BIS Quarterly Review, 2002

Abstract: Booms and busts in commercial real estate have been a traditional source of distress for financial institutions.2 In the early 1990s, for example, the downward correction of commercial property prices caused a significant increase in bad debt expenses for banks and other financial institutions, and turned out to be a major contributor to the global economic downturn. In contrast, the commercial property cycle was much less pronounced in the recent global business cycle. While housing prices have risen markedly in a number of countries in the past five years, with few exceptions commercial property prices have remained well below the level reached a decade ago. This “missing” commercial real estate cycle is arguably partly attributable to the rapid growth of real estate securitisation in the past decade. First, the emergence of new financing methods provided a substitute for traditional banking finance and may have helped even out the flow of capital into the commercial property sector. Second, the development of public markets improved information transparency and may have strengthened market discipline. And finally, the development of public real estate equity and debt markets made it possible for commercial property risk to be spread through capital markets to a wider array of investors. Nevertheless, these structural changes by no means imply that commercial real estate cycles have disappeared. To a significant extent, the absence of a commercial property boom in the late 1990s could be a consequence of the slow pace of absorption of the overcapacity generated during the late 1980s boom. Furthermore, the closer integration of commercial real estate markets with capital markets does not suggest that the commercial property sector will now be immune to all shocks. In fact, commercial property markets might even be subject to new sources of market volatility.
☆ ☆ ☆
> _WHAT IS NEEDED_:
Condense the paragraph of the commercial real estate abstract beginning "Abstract: Booms and busts" into a short bulleted list that keeps its main facts.

> _PROVIDED DATA_:
☆ ☆ ☆
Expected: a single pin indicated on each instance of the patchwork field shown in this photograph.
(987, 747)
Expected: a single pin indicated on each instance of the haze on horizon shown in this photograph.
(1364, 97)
☆ ☆ ☆
> _ANSWER IN FULL_:
- Commercial real estate booms and busts have traditionally caused distress for financial institutions.
- In the early 1990s, falling commercial property prices sharply raised bad debt expenses for banks and other financial institutions and were a major contributor to the global downturn.
- The commercial property cycle was much weaker in the recent global business cycle. Housing prices rose markedly in several countries over the past five years, but with few exceptions commercial property prices stayed well below their level of a decade ago.
- This "missing" cycle is arguably partly due to the rapid growth of real estate securitization:
  - New financing methods substituted for bank finance and may have smoothed capital flows into the sector.
  - Public markets improved transparency and may have strengthened market discipline.
  - Public real estate equity and debt markets spread commercial property risk across a wider array of investors.
- These changes do not mean commercial real estate cycles have disappeared. The lack of a late-1990s boom may largely reflect slow absorption of overcapacity from the late-1980s boom.
- Closer integration with capital markets does not make the sector immune to shocks and may even expose it to new sources of volatility.